**EXERCISE TEXT**:
[Start of Attachment]
How skills are defined depends on the tool:

• Claude Code: skills are Markdown files in .claude/skills/<skill-name>/SKILL.md, each in its own directory. They can be invoked as slash commands.
• Cursor: custom commands or notepad entries that encode reusable prompts.
• GitHub Copilot: reusable prompts configured through the Copilot instructions file or VS Code tasks.

Like project-level instructions, skills should be version-controlled so the whole team benefits from improvements.

Memory and Context

Some tools support persistent memory across sessions. Use this to store project-specific knowledge that the AI should retain: architectural decisions, common patterns, known gotchas, or recurring instructions you find yourself repeating.

Using AI Effectively

The difference between productive AI usage and frustrating AI usage usually comes down to a few habits.

Start with clear intent

Before asking an AI tool to generate code, know what you want. “Build the authentication system” is a poor prompt. “Add a login endpoint that accepts email and password, validates against the users table, and returns a JWT” gives the AI enough context to produce something useful. The clearer your intent, the less time you spend correcting the output.

Verify, do not trust

AI-generated code can look correct while being subtly wrong: off-by-one errors, missing edge cases, insecure defaults, hallucinated library methods. Read what the AI produces. Run it. Test the edge cases. If you cannot explain why the code works, you do not understand it well enough to commit it.

Use AI to learn, not just to produce

When the AI generates code you do not understand, ask it to explain. Use it as a learning tool, not just a production tool. The goal of Capstone is to grow as an engineer. Shipping code you cannot maintain or debug is not growth; it is debt.

Know when to stop prompting

If you have gone back and forth with an AI tool more than a few times on the same problem and the output is still wrong, step back. Read the documentation. Look at examples. Ask a teammate. Sometimes the fastest path is not through the AI.

Choosing the Right Tool

Things change rapidly in the AI space. New models are released frequently, each with different strengths. Rather than chasing benchmarks, consider what matters for your workflow:

• Context window: how much of your codebase can the tool see at once? Larger context windows help with multi-file tasks.
[End of Attachment]
**REQUIREMENT 1**: Decide whether each statement agrees with the text on AI coding tools: (a) in Claude Code, each skill sits in its own directory; (b) the text recommends chasing benchmarks when picking a tool; (c) skills should be kept out of version control. Answer yes or no for each and quote the words of the text that decide it.
**REQUIREMENT 2**: Write out the text on AI coding tools character for character, everything from "Some tools support" down to "find yourself repeating.".

**INFORMATION PROVIDED**:
[Start of Attachment]
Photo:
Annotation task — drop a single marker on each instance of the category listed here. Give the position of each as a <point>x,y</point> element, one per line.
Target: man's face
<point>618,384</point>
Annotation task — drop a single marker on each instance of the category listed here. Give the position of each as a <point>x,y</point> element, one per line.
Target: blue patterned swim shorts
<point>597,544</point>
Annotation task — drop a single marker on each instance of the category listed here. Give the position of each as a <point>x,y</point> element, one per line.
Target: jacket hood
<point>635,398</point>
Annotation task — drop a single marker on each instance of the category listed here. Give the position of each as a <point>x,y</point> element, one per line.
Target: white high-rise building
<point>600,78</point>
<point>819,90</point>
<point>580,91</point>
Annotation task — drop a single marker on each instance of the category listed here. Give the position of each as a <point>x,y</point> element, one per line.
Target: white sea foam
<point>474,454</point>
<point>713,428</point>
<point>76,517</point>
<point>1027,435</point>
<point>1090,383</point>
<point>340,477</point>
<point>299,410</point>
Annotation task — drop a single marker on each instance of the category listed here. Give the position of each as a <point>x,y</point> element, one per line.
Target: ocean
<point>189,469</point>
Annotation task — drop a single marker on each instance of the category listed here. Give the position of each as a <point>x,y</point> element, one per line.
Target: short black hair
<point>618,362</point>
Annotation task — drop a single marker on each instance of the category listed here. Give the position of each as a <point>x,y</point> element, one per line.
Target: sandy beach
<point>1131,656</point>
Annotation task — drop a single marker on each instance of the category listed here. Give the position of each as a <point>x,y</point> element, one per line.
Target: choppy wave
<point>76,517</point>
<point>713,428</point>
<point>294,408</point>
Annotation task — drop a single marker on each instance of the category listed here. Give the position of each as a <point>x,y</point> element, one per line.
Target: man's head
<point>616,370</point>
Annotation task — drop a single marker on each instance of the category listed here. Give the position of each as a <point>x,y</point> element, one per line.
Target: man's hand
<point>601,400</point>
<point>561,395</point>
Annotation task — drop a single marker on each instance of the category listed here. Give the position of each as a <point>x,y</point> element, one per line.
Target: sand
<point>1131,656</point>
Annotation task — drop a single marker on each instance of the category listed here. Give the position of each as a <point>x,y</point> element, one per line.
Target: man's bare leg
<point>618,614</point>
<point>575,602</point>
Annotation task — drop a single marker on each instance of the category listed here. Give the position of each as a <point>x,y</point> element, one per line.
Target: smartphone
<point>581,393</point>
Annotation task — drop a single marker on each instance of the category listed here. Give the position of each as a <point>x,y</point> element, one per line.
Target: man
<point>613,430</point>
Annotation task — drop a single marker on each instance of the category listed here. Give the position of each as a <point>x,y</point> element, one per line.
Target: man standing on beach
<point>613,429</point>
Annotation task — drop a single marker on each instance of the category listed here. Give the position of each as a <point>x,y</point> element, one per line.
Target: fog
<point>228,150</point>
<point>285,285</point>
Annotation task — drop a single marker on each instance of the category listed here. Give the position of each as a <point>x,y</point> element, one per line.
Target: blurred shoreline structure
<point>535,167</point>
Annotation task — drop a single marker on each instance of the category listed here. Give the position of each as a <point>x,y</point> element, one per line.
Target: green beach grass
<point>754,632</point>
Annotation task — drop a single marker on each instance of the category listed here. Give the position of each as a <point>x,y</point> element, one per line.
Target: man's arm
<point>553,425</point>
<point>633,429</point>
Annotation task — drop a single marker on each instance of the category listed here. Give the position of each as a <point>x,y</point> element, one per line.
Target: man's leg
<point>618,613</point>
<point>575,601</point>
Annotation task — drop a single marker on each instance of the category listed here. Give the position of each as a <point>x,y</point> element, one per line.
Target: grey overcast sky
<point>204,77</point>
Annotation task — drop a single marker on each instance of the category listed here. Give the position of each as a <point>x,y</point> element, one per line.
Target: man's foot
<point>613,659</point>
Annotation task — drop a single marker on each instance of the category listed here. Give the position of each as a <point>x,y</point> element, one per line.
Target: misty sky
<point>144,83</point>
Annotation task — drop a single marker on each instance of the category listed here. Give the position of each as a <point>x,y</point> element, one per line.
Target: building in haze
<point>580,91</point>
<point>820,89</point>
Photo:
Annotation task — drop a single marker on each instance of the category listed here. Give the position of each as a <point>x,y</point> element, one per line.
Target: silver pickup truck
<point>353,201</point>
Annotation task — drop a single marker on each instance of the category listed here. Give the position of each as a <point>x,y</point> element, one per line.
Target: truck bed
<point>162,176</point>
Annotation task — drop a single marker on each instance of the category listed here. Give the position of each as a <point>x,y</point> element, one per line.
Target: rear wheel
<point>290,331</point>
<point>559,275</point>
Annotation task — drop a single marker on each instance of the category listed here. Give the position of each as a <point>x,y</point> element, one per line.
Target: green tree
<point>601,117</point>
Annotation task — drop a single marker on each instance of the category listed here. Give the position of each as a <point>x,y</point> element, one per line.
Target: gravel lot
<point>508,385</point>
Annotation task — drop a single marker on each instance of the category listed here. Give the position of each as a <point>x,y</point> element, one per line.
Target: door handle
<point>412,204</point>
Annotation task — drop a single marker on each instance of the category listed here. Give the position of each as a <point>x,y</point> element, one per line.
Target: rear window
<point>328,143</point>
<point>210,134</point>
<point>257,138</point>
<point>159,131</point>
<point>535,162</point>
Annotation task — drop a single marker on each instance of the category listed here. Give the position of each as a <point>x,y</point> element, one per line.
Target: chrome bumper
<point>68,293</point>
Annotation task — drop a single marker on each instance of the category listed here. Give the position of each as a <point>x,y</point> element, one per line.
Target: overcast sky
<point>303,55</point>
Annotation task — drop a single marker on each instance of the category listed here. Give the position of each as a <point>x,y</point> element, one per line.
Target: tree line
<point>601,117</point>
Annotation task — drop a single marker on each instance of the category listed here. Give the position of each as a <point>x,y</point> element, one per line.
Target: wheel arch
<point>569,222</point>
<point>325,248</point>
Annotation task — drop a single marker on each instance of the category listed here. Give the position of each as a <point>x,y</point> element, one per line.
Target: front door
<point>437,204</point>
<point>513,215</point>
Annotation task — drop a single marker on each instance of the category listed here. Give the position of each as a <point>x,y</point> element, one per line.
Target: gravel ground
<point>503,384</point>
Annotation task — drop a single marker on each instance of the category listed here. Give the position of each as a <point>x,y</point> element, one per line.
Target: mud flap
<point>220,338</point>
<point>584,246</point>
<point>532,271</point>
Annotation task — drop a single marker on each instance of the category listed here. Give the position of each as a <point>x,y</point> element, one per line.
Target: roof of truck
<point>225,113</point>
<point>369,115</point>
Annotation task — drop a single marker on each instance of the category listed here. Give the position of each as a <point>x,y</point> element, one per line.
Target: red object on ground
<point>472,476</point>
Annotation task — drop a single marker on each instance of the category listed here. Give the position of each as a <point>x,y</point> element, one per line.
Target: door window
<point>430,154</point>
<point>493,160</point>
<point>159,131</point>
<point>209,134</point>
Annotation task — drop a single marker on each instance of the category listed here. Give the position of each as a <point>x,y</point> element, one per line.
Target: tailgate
[End of Attachment]
**TASK SOLUTION 1**:
(a) Yes: "each in its own directory."
(b) No: "Rather than chasing benchmarks, consider what matters for your workflow."
(c) No: "skills should be version-controlled so the whole team benefits from improvements."

**TASK SOLUTION 2**:
Some tools support persistent memory across sessions. Use this to store project-specific knowledge that the AI should retain: architectural decisions, common patterns, known gotchas, or recurring instructions you find yourself repeating.